**Page extract**
+ + + + + + +

What Is a Market Basket?
A market basket is a selected group of products or assets designed to track the general performance of a specific market segment. This is sometimes known as a basket of goods.
Market basket economics focuses on the Consumer Price Index (CPI), which tracks various consumer goods and uses their price levels to provide an estimate of inflation. However, for investors, a market basket relates to financial securities and is the principle idea behind index funds.
- A market basket is a selected mix of goods and services that tracks the performance of a specific market or segment.
- A popular market basket is the Consumer Price Index (CPI), which provides an estimate for inflation based on the average change of price paid for a specific basket of goods and services over time.
- The CPI uses over 200 categories, including education, housing, transportation, and recreation, as an economic measure.
- A market basket analysis is used by retail stores to predict and increase impulse purchases based on groups of items a customer buys.
How a Market Basket Works
A market basket refers to a selection of goods and services that are consistently purchased and sold throughout an economic system. Economists, politicians, and financial analysts use market baskets to track price changes over time and determine inflation levels. The most well-known and widely used market basket is the CPI, which helps economists predict consumer purchase trends. This basket is used to track inflation in a specific market or country.
The financial system uses market baskets like the S&P 500 and index funds, which are essentially a broad sample of stocks, bonds, or other securities in the market. This provides investors with a benchmark against which to compare their investment returns.

+ + + + + + +

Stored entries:

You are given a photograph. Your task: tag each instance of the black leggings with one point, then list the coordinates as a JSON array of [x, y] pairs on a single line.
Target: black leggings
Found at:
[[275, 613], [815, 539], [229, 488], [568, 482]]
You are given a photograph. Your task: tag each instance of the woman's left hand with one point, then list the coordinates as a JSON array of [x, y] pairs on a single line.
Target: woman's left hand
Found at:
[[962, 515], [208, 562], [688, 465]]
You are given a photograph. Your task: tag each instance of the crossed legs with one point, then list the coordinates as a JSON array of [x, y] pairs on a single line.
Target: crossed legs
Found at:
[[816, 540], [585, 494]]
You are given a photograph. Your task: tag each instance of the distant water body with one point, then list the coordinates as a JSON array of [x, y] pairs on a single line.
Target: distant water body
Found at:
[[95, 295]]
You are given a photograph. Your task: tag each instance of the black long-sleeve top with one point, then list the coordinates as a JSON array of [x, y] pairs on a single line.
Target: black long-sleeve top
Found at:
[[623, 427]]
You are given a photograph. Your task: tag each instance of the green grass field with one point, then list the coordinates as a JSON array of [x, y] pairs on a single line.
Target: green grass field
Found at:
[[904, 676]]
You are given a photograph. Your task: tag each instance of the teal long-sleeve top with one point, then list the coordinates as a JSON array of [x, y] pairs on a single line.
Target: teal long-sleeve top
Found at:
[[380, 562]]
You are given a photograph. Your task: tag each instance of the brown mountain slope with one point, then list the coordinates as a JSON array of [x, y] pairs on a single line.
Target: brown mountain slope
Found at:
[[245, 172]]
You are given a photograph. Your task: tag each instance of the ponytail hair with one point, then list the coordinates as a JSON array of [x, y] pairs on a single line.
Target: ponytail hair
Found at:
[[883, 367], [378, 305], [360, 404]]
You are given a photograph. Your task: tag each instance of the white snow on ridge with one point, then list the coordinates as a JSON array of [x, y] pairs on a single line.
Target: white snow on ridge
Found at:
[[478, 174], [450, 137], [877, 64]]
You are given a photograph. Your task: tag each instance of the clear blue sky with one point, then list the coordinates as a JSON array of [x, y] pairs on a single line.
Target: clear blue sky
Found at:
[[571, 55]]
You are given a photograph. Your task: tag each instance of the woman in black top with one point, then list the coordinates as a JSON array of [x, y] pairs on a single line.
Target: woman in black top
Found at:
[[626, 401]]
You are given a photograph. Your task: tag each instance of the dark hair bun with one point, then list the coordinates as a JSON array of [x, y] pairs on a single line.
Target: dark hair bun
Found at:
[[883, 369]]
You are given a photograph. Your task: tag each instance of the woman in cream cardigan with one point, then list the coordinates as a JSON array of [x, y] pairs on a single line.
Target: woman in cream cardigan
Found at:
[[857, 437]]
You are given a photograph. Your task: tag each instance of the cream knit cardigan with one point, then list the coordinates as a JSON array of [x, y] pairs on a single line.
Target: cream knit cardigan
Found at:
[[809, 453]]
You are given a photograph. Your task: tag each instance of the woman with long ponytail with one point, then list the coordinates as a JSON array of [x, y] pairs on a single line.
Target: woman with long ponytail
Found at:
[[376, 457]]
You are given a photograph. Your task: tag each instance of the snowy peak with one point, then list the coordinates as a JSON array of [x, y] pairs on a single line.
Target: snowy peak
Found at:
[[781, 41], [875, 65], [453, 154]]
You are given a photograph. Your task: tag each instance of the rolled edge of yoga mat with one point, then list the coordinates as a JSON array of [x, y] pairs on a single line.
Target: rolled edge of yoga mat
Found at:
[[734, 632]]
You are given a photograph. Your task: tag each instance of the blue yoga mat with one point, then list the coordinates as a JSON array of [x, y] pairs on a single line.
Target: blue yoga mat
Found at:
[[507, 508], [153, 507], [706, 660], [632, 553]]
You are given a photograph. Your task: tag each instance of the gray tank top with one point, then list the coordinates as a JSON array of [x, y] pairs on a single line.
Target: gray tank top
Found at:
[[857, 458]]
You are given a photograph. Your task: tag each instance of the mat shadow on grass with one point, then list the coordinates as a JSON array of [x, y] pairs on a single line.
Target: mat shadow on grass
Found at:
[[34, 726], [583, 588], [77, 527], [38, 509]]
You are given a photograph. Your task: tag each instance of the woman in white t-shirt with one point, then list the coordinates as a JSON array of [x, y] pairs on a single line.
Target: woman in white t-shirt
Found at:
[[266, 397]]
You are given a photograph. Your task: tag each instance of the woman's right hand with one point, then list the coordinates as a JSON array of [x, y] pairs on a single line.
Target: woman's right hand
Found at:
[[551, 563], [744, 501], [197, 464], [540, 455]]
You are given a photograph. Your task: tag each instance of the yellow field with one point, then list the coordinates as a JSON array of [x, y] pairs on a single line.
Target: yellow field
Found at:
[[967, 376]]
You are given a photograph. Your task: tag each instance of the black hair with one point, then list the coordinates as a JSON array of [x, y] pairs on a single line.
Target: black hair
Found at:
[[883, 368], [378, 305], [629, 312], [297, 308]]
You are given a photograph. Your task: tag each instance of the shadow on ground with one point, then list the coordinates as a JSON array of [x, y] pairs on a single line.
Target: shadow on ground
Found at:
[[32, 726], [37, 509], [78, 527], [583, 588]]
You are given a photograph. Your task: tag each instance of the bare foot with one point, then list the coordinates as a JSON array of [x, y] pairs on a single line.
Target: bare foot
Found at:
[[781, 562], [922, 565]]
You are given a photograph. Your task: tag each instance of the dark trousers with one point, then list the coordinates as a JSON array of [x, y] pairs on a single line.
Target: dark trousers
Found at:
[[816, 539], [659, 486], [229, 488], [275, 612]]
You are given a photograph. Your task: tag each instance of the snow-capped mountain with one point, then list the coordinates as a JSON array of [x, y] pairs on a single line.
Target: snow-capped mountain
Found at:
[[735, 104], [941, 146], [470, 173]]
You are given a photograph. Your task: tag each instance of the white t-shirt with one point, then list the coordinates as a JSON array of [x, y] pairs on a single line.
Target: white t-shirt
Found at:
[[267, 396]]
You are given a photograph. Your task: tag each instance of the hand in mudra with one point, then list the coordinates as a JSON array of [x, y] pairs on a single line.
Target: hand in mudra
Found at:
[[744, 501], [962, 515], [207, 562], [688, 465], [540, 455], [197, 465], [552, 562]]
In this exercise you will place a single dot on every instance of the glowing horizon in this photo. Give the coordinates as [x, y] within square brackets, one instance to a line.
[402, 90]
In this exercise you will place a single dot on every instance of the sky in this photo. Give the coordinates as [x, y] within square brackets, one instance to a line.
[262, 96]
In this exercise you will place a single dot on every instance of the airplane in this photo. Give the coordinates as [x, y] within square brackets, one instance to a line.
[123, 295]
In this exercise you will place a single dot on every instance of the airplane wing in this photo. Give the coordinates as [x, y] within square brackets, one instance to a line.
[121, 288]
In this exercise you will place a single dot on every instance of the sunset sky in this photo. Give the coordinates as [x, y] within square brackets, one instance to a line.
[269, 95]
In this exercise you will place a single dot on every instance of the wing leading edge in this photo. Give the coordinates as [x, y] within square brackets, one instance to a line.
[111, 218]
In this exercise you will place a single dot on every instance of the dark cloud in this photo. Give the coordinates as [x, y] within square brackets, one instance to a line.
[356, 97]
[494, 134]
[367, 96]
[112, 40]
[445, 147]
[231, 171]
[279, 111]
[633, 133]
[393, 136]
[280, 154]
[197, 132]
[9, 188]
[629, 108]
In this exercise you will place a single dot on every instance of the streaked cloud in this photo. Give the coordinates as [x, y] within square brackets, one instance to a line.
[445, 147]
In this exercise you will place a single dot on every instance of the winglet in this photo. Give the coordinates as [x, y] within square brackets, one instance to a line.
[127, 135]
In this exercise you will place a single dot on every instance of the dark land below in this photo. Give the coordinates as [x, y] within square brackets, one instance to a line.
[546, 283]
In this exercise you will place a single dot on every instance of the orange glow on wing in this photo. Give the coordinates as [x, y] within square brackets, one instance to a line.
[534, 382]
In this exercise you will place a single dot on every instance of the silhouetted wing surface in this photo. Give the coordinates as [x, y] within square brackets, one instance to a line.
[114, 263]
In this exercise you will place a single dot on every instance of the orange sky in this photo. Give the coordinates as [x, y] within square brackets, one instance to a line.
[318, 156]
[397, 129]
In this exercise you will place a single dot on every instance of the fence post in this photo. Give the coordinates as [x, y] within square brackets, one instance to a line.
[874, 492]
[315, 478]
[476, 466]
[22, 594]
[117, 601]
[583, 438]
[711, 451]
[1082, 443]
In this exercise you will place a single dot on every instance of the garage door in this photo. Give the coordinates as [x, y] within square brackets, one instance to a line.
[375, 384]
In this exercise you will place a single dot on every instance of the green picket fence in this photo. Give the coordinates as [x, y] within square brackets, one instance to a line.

+ + + + + + +

**What this task involves**
Go on with the market basket explainer from where it stops, right after its last sentence.

**Response to this exercise**
A market basket analysis is generally used in retail. It is based on the idea that most purchases are impulse buys, and the analysis attempts to predict what a customer might have purchased had the idea occurred to them.
Market basket analysts look at a group of items purchased by a customer and then try to determine what else that customer might buy if it was presented to them. Analysts use this information to decide where to locate items in a store, which demographics make certain purchases, what days of the week these purchases may be made, and what times of the year these customers spend the most money, among other considerations.
Market basket analysis can be used to predict credit card purchases, phone calling patterns, insurance fraud, and more.
Types of Market Baskets
The CPI is an economic measure that looks at the average change in the price paid for a specific basket of goods and services over time. The CPI is used as a macroeconomic indicator, a deflating tool, and a way of adjusting monetary values over time. The CPI is not a cost of living index; instead, it is a measure of spending patterns and price levels for urban consumers and urban wage earners. The index, unlike various employment measures, takes into account the unemployed and the retired.
The market basket that the CPI uses is derived from information people provide regarding their spending habits. Over 200 categories of consumption within the CPI structure are analyzed to produce a mix of goods and services most representative of average purchases. Each category selected is given a weight regarding its proportion to the basket of goods. Some of the categories in the CPI's market basket include housing, transportation, recreation, apparel, and education.
The market basket used for the CPI also includes components outside the scope of consumer goods and services. Government fees of public goods, for example, like water and sewage, are included in the market basket. Taxes levied on the products and services already included in the market basket are also included. However, financial products like stocks and bonds are not included in the market basket. Essentially, the market basket represents all goods and services bought and sold by the population represented by the CPI.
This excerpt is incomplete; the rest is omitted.